*** Teks Bacaan ***

Daftar Isi
Pengertian Majlis Syuro
Majlis Syura menurut bahasa artinya tempat musyawarah, sedangkan menurut istilah ialah lembaga permusyawaratan rakyat. Atau dengan pengertian lembaga permusyawaratan atau badan yang ditugasi untuk memperjuangkan kepentingan rakyat melalui musyawarah. Dengan demikian majlis syura ialah suatu lembaga negara yang bertugas memusyawarahkan kepentingan rakyat. Di negara kita dikenal dengan lembaga Majlis Permusyawaratan Rakyat (MPR).
Pada masa Rasulullah, belum ada lembaga perwakilan seperti yang ada di negara- negara sekarang. Tetapi praktiknya telah beliau kerjakan. Saat itu musyawarah dilakukan di mesjid atau di tempat lain yang mereka kehendaki, Berbeda dengan zaman sekarang, manusia semakin banyak jumlahnya, memiliki keinginan politik yang beragam, sehingga memerlukan suatu lembaga resmi, tempat yang resmi dan tata tertib musyawarah atau sidang yang detil agar dapat memenuhi tuntutan zaman yang semakin kompleks.
Pengertian Ahlul Halli Wal ‘Aqdi
Secara Bahasa, ahlul halli wal aqdi artinya orang yang berhak melepaskan (halli) dan mengikat (aqdi). Dikatakan “melepaskan” karena merekalah yang menentukan untuk melepaskan atau tidak memilih orang-orang yang tidak disepakati. Dikatakan “mengikat” karena kesepakatan mereka bisa mengikat orang-orang yang memenuhi syarat dipilih untuk menduduki jabatan tertentu.
Sedangkan secara istilah, seperti yang dikatakan Al-Mawardi, arti ahlul halli wal aqdi adalah sekelompok orang yang melakukan musyawarah untuk memutuskan masalah yang terkait dengan kepentingan masyarakat. Dengan demikian, ahlul halli wal aqdi dapat dikatakan sebagai wakil masyarakat yang bertugas untuk mencari solusi atas berbagai persoalan mereka demi kemaslahatan hidupnya.
Mengingat akan tugas yang demikian, maka kelompok ini setidaknya terdiri dari orang-orang yang berpengaruh di masyarakat, terutama karena pengetahuannya yang mendalam dan kepeduliannya yang besar terhadap kepentingan masyarakat.
Ahlul Halli Wal’aqdi ialah anggota Majlis Syura sebagai wakil rakyat. Ahlul Halli Wal’aqdi di negara kita adalah para anggota legislatif. Baik di tingkat pusat di DPR/MPR maupun di tingkat daerah yaitu DPRD. Meskipun ada beberapa pihak yang berpendapat bahwa antara anggota legislatif dengan ahlul halli wal aqdi ini tidak sepenuhnya sama.
Para ulama diantaranya Imam Fahruddin Ar Razi menyatakan bahwa anggota Ahlul Halli Wal’aqdi adalah para alim ulama dan kaum cendikiawan yang dipilih langsung oleh mereka. Dengan demikian, Ahlul Halli Wal’aqdi harus mencakup dua aspek penting, yaitu: mereka harus terdiri dari para ilmuwan dan alim ulama serta mendapat kepercayaan dari rakyat.

*** Data yang Tersedia ***

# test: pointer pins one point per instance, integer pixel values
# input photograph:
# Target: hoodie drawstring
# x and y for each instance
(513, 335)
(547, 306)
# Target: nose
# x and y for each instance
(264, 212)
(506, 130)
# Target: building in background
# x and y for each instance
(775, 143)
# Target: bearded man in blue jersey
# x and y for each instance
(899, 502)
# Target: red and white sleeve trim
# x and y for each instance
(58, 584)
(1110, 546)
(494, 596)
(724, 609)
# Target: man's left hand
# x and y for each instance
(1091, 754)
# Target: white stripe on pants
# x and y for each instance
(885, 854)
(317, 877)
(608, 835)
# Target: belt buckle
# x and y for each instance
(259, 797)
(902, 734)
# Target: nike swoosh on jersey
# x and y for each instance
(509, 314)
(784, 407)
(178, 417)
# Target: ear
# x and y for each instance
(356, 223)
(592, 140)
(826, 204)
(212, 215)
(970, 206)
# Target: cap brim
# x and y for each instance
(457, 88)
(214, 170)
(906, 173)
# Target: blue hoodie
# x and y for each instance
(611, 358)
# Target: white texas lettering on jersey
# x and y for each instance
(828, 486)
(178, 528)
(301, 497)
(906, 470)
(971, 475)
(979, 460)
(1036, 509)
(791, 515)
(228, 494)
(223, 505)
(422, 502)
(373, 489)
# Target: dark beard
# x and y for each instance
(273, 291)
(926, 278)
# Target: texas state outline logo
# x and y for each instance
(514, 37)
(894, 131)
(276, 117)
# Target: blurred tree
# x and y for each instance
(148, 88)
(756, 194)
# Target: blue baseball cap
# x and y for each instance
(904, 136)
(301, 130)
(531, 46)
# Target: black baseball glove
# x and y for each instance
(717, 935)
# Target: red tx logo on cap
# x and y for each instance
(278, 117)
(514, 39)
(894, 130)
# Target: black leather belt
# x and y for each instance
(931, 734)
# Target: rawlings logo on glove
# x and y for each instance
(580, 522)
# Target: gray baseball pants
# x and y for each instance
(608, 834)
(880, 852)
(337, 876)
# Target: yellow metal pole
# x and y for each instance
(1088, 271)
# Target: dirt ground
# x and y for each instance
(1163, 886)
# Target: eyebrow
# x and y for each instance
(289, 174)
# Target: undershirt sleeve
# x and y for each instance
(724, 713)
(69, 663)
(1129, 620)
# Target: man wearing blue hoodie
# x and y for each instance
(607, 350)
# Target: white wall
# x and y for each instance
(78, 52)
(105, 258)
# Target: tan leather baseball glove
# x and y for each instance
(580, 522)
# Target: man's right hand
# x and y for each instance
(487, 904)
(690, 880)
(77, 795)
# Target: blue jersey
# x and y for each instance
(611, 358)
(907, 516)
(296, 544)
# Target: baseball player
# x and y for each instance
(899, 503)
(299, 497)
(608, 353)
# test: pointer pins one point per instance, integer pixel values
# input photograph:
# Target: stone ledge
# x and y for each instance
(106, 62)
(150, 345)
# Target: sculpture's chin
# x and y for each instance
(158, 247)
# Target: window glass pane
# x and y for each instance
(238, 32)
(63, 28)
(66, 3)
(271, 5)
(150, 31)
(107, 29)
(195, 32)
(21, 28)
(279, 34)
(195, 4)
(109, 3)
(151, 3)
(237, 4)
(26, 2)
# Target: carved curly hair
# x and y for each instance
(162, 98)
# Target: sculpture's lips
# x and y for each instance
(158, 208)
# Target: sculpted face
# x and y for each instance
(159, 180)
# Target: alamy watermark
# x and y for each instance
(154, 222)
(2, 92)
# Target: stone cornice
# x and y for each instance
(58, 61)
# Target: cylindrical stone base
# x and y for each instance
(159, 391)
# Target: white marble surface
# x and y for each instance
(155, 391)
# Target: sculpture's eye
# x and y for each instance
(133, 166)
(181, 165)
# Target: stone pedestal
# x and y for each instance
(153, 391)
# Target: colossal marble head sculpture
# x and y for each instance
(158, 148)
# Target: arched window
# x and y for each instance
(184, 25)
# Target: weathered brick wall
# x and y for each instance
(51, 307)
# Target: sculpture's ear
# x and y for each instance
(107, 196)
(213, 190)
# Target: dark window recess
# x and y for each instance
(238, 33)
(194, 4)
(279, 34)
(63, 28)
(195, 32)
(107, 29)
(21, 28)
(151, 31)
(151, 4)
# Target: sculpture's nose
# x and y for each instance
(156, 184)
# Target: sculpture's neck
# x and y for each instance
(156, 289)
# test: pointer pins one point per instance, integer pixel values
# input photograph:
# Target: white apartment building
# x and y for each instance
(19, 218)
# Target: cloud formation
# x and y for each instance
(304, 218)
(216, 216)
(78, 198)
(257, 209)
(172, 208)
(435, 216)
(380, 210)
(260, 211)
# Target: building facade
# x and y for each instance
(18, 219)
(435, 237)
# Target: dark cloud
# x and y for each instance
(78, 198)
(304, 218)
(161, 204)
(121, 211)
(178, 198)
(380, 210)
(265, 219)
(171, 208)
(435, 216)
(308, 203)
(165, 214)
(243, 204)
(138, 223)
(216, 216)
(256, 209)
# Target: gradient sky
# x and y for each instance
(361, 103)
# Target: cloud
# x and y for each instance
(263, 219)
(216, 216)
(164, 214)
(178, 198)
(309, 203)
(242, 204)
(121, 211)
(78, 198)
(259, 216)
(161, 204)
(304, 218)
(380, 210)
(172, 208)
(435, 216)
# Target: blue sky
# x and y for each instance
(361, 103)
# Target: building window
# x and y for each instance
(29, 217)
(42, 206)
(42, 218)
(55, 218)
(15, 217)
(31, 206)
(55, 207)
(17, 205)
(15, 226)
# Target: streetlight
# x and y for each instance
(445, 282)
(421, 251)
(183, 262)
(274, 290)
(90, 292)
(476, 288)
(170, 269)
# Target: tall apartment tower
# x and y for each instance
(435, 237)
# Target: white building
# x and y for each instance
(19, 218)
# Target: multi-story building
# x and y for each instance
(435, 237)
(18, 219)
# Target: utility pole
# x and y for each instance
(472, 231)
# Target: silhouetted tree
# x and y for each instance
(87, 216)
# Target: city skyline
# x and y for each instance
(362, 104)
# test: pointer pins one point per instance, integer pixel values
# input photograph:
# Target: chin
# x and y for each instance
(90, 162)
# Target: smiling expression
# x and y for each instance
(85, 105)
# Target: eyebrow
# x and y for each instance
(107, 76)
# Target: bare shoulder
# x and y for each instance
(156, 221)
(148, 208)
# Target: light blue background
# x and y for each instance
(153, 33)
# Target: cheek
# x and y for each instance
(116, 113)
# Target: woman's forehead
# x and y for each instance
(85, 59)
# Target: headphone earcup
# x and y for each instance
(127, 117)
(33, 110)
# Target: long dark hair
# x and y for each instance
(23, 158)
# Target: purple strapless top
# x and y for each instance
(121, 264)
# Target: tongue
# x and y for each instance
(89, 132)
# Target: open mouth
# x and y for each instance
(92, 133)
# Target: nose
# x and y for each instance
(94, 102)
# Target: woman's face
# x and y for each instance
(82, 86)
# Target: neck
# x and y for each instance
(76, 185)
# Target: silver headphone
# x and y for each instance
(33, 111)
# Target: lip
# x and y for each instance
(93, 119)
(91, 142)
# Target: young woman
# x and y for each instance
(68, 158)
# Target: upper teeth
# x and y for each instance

***

• [Petunjuk]
1. Ringkaslah teks tentang majlis syura dan ahlul halli wal aqdi di atas dalam dua kalimat.
2. Sunting bagian teks tentang majlis syura dan ahlul halli wal aqdi di atas yang dibuka dengan kata-kata "Mengingat akan tugas" dan ditutup dengan "tidak sepenuhnya sama.", lalu ganti "anggota legislatif" dengan "anggota parlemen".

• [Jawaban Soal]
1. Majlis syura adalah lembaga negara yang bertugas memusyawarahkan kepentingan rakyat, yang di negara kita dikenal sebagai MPR, dan meskipun lembaga semacam itu belum ada pada masa Rasulullah, praktik musyawarahnya telah beliau kerjakan. Ahlul halli wal aqdi adalah sekelompok orang yang bermusyawarah untuk memutuskan masalah kepentingan masyarakat sebagai anggota majlis syura dan wakil rakyat, yang menurut Imam Fahruddin Ar Razi terdiri dari para alim ulama dan cendikiawan yang mendapat kepercayaan rakyat.

2.
Mengingat akan tugas yang demikian, maka kelompok ini setidaknya terdiri dari orang-orang yang berpengaruh di masyarakat, terutama karena pengetahuannya yang mendalam dan kepeduliannya yang besar terhadap kepentingan masyarakat.
Ahlul Halli Wal’aqdi ialah anggota Majlis Syura sebagai wakil rakyat. Ahlul Halli Wal’aqdi di negara kita adalah para anggota parlemen. Baik di tingkat pusat di DPR/MPR maupun di tingkat daerah yaitu DPRD. Meskipun ada beberapa pihak yang berpendapat bahwa antara anggota parlemen dengan ahlul halli wal aqdi ini tidak sepenuhnya sama.